__Task statement__. Give back the entries exactly, ending with the "Sample output: point(234, 150)" line.

──────

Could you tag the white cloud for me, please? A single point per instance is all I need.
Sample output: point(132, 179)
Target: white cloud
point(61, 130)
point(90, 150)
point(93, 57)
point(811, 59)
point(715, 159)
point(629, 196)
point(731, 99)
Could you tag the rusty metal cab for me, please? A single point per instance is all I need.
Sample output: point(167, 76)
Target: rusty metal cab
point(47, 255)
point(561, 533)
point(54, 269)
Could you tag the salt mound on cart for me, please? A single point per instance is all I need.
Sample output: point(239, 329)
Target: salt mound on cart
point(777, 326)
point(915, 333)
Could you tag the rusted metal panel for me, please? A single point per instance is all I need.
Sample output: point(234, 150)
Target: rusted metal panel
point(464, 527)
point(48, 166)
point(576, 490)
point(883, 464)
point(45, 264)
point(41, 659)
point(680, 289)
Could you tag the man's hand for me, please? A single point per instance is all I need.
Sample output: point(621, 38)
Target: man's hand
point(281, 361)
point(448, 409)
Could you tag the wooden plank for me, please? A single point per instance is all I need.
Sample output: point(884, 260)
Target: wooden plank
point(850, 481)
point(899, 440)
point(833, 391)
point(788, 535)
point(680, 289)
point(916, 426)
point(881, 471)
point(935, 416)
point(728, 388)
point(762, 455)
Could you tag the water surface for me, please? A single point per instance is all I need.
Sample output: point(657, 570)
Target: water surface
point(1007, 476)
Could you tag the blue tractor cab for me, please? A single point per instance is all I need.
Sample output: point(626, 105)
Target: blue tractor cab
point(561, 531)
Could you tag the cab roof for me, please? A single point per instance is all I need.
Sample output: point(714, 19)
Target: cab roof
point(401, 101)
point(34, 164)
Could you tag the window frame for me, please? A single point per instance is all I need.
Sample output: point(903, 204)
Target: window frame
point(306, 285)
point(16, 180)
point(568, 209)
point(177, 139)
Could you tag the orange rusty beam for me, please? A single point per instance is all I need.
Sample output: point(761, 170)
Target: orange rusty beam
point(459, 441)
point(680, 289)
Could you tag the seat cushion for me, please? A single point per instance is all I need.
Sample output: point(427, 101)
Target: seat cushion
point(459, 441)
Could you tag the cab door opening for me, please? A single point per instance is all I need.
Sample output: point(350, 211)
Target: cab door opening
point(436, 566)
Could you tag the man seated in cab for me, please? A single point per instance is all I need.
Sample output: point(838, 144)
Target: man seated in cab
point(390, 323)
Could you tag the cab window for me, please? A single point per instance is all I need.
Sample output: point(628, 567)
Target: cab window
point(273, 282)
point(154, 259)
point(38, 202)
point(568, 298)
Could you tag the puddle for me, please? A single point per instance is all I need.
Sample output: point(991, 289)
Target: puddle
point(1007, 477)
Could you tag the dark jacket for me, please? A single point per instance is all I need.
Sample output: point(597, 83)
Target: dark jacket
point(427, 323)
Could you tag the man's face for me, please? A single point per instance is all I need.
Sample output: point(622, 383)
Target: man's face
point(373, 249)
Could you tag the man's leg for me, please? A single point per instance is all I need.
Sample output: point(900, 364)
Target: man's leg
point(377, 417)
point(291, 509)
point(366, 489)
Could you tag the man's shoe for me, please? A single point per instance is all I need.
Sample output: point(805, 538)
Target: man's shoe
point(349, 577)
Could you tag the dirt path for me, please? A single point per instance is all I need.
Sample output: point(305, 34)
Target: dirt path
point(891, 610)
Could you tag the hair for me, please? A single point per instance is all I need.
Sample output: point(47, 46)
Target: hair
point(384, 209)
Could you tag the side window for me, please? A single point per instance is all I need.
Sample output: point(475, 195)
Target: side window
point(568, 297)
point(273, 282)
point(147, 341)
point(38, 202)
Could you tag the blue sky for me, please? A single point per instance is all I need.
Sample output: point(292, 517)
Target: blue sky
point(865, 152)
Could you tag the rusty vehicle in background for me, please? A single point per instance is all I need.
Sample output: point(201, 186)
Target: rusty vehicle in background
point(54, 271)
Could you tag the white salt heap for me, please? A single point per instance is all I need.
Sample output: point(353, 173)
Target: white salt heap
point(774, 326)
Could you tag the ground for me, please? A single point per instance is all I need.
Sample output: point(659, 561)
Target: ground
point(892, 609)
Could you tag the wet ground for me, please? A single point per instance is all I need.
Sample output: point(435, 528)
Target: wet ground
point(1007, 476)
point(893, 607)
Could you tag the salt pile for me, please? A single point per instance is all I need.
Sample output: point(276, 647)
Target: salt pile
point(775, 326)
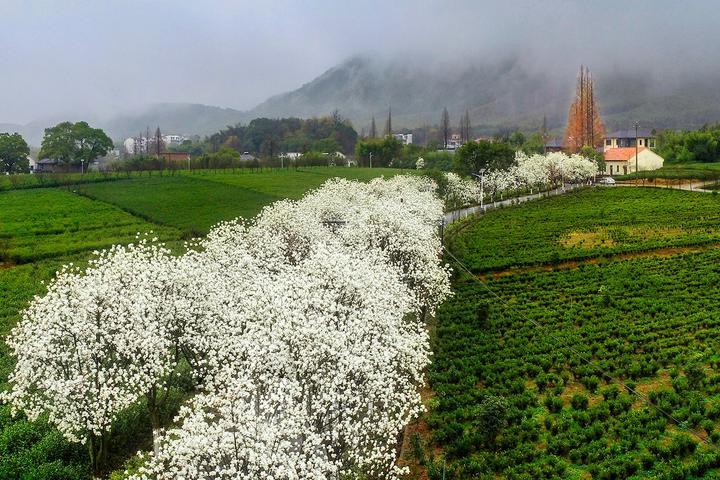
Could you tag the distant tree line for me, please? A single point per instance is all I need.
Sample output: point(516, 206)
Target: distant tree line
point(701, 145)
point(267, 137)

──────

__Exercise response__.
Could you tag the white cloud for me, please? A single point per instance is all I need.
Sample output: point(132, 179)
Target: white cloud
point(61, 130)
point(90, 150)
point(93, 57)
point(811, 59)
point(715, 159)
point(629, 196)
point(731, 99)
Could you tag the rusty metal cab for me, please? A single point per instance is all I need.
Sample output: point(167, 76)
Target: rusty metal cab
point(47, 255)
point(561, 533)
point(54, 269)
Could you tag the salt mound on cart for me, please? A single point per instance is all I need.
Sample output: point(239, 329)
Target: salt mound on cart
point(777, 326)
point(915, 333)
Could you tag the rusted metal panel for me, please? A single point per instance is all I need.
Sample output: point(234, 150)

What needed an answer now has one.